■ Records for this task:

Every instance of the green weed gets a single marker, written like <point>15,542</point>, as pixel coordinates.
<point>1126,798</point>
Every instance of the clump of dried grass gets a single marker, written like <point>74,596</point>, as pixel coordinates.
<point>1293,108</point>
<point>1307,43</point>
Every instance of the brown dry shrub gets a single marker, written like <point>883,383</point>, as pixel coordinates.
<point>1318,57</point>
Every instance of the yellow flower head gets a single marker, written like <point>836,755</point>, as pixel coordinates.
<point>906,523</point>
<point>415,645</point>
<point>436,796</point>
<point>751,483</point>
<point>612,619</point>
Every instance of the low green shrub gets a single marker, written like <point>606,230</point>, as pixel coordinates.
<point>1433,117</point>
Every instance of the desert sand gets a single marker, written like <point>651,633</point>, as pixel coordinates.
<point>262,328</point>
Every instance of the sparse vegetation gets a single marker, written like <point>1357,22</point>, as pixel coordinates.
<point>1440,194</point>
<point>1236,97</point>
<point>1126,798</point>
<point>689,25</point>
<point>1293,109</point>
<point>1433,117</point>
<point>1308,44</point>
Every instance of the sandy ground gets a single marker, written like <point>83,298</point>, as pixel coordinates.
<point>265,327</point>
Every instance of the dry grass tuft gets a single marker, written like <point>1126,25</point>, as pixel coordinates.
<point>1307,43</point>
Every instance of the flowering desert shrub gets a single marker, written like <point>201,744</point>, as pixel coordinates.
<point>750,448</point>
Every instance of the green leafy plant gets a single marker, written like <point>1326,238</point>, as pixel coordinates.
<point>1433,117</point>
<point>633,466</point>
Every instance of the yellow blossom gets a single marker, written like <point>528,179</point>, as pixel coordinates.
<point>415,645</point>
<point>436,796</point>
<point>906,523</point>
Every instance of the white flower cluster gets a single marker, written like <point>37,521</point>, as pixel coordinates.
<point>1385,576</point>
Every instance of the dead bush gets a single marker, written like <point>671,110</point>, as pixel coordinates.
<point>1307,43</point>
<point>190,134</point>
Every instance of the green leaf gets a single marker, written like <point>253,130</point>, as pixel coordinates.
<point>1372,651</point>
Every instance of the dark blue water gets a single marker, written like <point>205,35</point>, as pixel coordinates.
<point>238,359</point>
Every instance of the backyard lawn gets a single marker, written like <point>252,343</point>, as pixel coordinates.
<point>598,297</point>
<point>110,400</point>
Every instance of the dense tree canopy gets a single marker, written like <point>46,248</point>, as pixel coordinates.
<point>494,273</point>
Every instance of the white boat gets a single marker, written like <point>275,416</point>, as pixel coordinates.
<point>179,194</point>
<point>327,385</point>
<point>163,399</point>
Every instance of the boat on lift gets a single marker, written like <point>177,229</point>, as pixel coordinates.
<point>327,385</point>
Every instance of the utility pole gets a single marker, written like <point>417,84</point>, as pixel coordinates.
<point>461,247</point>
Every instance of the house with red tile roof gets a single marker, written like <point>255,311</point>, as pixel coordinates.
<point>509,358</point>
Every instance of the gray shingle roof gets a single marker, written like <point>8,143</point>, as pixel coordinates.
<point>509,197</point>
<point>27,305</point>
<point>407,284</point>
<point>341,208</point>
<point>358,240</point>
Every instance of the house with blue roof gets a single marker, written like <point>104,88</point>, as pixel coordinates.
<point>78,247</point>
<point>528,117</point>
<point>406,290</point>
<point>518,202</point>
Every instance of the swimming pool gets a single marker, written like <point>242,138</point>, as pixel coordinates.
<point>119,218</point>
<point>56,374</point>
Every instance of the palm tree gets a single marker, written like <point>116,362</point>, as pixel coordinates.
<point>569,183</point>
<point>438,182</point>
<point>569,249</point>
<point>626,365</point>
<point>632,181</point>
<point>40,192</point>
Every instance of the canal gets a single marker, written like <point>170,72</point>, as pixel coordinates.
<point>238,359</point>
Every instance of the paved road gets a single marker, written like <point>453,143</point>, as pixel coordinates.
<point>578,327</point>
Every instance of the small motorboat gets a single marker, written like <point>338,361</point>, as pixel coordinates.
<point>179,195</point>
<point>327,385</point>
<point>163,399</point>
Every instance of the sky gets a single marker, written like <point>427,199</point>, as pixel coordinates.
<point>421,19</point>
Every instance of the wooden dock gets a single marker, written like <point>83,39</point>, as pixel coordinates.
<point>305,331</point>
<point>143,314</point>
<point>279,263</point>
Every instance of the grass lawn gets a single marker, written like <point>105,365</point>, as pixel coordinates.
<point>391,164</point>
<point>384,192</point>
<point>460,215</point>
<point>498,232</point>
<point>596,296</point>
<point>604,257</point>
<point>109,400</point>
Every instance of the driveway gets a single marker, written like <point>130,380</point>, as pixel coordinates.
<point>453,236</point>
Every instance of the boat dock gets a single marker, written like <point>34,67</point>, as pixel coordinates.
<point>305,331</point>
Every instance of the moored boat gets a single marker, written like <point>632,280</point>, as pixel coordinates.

■ What this task involves:
Output the records in full, exactly.

■ Written solution:
Every instance of the green weed gets a single marker, written like <point>15,542</point>, as pixel coordinates.
<point>1126,798</point>
Every instance of the clump of dried grass gets a single marker, written like <point>74,596</point>, as pixel coordinates.
<point>1293,108</point>
<point>1307,43</point>
Every instance of the brown dry shrub gets a single marker, written like <point>883,383</point>, as pixel coordinates.
<point>1318,57</point>
Every instance of the yellow flower head gets a single marker, written like <point>836,755</point>, as pixel coordinates.
<point>906,523</point>
<point>415,645</point>
<point>436,796</point>
<point>751,483</point>
<point>612,619</point>
Every instance of the low green shrub gets a single marker, written like <point>606,230</point>, as pixel coordinates.
<point>1433,117</point>
Every instance of the desert sand gets a single marker, written like <point>651,633</point>, as pixel coordinates.
<point>262,328</point>
Every instance of the sparse vegetation gets a single marker, written like <point>1357,22</point>, as pixel coordinates.
<point>1440,194</point>
<point>1236,97</point>
<point>1126,798</point>
<point>689,25</point>
<point>1293,109</point>
<point>1433,117</point>
<point>1308,44</point>
Every instance of the sandy ground gets a single marker, written like <point>83,298</point>, as pixel coordinates.
<point>265,327</point>
Every instance of the dry grass tuft gets a single marker, written like <point>1126,25</point>, as pixel coordinates.
<point>1307,43</point>
Every instance of the flowering desert shrub gets a single marker, written like <point>201,744</point>, as pixel coordinates.
<point>750,448</point>
Every instance of the green leafy plant gets a single marker, written like <point>1326,238</point>, as pixel coordinates.
<point>1433,117</point>
<point>633,466</point>
Every instance of the yellow blossom gets a single marker, written like <point>528,179</point>, as pixel coordinates.
<point>415,645</point>
<point>436,796</point>
<point>906,523</point>
Every instance of the white flower cluster gets a single marker, written like <point>37,521</point>, as pixel coordinates.
<point>1385,576</point>
Every instance of the dead bush gets a single marker, written like <point>671,110</point>, as pixel coordinates.
<point>1307,43</point>
<point>190,134</point>
Every instance of the green leaf gets a single marker, written like <point>253,130</point>, as pixel coordinates.
<point>1372,651</point>
Every instance of the dark blue water gets a single marker, written like <point>205,35</point>, as pixel coordinates.
<point>238,359</point>
Every instance of the backyard lawn gets a single marker, written like <point>252,343</point>, as pixel coordinates.
<point>598,297</point>
<point>110,400</point>
Every instance of the dense tree canopy gets a single marker, written like <point>46,248</point>, as pixel coordinates.
<point>494,273</point>
Every instance of the white boat gets a single marker, written like <point>275,416</point>, as pixel coordinates.
<point>179,194</point>
<point>327,385</point>
<point>163,399</point>
Every instance of the boat on lift gets a single marker, written like <point>177,229</point>, as pixel coordinates.
<point>327,385</point>
Every instance of the utility pole gets a single marker, written like <point>417,84</point>, as pixel coordinates.
<point>461,247</point>
Every instance of the house with red tile roof gets a single marker, written like <point>255,311</point>, as pixel coordinates.
<point>509,358</point>
Every instance of the gray shingle roof gets a single marker, written like <point>8,143</point>, as pixel coordinates.
<point>509,197</point>
<point>27,305</point>
<point>407,284</point>
<point>341,208</point>
<point>358,240</point>
Every instance of the house with blue roof gets a single marker, written like <point>104,88</point>, as pixel coordinates.
<point>78,247</point>
<point>528,117</point>
<point>406,290</point>
<point>518,202</point>
Every instance of the swimming pool gets a single marker, written like <point>242,138</point>, as pixel coordinates.
<point>119,218</point>
<point>56,374</point>
Every instance of the palm tree gets a single marker, written like <point>116,362</point>, as pixel coordinates.
<point>569,183</point>
<point>438,182</point>
<point>569,249</point>
<point>626,365</point>
<point>632,181</point>
<point>40,192</point>
Every instance of the canal gets a single marker, written like <point>170,72</point>, as pixel coordinates.
<point>238,359</point>
Every instance of the paved road gets a single marker, written like <point>453,143</point>, as pixel coordinates.
<point>578,327</point>
Every instance of the small motorboat gets a single marker, written like <point>338,361</point>, as pixel coordinates.
<point>179,195</point>
<point>327,385</point>
<point>163,399</point>
Every instance of the sky gets a single marker, written like <point>427,199</point>, as pixel coordinates.
<point>421,19</point>
Every instance of the wooden dock gets a single marker, written like <point>83,39</point>, as pixel coordinates.
<point>305,331</point>
<point>143,314</point>
<point>279,263</point>
Every instance of the grass lawn gets a single marker, written like <point>105,365</point>, as pixel coordinates.
<point>391,164</point>
<point>384,192</point>
<point>460,215</point>
<point>498,232</point>
<point>596,296</point>
<point>604,257</point>
<point>109,400</point>
Every instance of the driveway gets a single marker, written like <point>130,380</point>, as pixel coordinates.
<point>453,236</point>
Every instance of the boat dock gets a single marker, written like <point>34,67</point>, as pixel coordinates.
<point>305,331</point>
Every instance of the moored boat gets a single marker, written like <point>632,280</point>, as pixel coordinates.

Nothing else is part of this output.